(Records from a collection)
- Opening Delimiter -
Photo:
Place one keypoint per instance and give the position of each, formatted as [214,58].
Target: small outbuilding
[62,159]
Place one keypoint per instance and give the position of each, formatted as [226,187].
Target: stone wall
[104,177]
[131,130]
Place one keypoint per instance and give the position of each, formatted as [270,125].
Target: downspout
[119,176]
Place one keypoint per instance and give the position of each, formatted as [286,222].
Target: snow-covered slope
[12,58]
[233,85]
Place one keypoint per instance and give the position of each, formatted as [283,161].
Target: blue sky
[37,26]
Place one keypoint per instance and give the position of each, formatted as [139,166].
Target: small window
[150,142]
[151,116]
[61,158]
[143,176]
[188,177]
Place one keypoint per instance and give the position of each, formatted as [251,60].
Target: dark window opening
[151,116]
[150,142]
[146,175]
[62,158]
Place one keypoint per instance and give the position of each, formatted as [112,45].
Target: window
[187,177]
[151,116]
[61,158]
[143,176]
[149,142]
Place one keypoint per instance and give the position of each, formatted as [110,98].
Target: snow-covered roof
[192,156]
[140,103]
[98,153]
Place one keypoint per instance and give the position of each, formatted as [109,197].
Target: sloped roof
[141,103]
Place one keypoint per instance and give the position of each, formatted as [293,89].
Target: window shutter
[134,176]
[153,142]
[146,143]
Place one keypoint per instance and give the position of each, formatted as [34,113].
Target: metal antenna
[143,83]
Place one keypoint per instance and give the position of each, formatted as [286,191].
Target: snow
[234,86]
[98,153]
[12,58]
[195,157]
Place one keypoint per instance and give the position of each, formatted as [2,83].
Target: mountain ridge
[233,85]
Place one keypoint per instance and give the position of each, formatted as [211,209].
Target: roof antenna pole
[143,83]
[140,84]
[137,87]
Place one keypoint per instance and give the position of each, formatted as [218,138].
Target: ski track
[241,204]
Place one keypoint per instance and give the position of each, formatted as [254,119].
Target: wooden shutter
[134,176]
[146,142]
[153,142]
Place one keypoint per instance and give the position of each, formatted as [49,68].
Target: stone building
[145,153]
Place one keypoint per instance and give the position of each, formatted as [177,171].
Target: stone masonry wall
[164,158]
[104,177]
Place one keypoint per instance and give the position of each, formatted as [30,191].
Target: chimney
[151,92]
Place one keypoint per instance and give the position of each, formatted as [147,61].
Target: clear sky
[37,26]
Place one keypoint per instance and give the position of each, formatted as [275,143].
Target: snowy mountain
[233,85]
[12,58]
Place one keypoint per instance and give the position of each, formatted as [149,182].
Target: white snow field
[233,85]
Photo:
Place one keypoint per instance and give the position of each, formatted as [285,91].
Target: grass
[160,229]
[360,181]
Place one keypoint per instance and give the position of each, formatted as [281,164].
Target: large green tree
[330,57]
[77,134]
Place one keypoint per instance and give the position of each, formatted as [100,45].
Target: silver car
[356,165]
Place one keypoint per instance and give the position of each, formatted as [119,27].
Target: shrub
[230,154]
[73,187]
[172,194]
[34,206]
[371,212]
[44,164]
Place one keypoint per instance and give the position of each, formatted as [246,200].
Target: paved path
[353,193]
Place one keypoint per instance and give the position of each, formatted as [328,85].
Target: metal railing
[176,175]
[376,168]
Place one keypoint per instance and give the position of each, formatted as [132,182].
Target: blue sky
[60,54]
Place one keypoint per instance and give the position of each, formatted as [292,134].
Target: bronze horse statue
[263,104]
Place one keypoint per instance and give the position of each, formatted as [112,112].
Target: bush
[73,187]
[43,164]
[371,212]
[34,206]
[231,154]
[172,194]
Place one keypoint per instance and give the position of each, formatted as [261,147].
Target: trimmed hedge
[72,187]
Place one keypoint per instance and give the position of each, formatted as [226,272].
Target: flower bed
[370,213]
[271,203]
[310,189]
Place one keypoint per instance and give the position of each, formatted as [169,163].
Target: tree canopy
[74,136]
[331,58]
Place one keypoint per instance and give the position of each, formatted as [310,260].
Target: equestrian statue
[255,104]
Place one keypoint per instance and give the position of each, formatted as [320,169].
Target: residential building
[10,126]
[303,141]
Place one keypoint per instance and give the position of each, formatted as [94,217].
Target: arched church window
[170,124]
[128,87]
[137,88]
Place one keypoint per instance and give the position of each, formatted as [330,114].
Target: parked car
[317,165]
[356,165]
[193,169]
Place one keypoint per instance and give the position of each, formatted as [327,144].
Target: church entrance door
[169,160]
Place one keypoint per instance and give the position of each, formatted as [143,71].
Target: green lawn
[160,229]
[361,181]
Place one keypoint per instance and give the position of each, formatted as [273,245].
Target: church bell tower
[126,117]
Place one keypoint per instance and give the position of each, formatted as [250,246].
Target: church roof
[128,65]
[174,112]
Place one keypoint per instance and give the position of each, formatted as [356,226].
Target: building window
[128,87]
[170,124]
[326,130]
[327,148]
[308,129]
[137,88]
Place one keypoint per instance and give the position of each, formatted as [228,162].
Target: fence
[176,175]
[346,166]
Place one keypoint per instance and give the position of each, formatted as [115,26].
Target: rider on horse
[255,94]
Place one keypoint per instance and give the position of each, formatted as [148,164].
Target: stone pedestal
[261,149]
- Closing Delimiter -
→ **DIRECTIONS**: Copy the lines of the data above exactly as written, beginning with the line containing "formatted as [292,134]." and ending with the line containing "formatted as [261,147].", and leave out all other lines.

→ **OUTPUT BELOW**:
Place one keypoint per instance and give the position of each, formatted as [292,134].
Target: bronze horse statue
[263,104]
Place one keypoint per instance and give the position of each, formatted as [112,112].
Target: bush
[73,187]
[43,164]
[371,212]
[34,206]
[231,154]
[172,194]
Place one keypoint per instance and give the position of each, formatted as [261,147].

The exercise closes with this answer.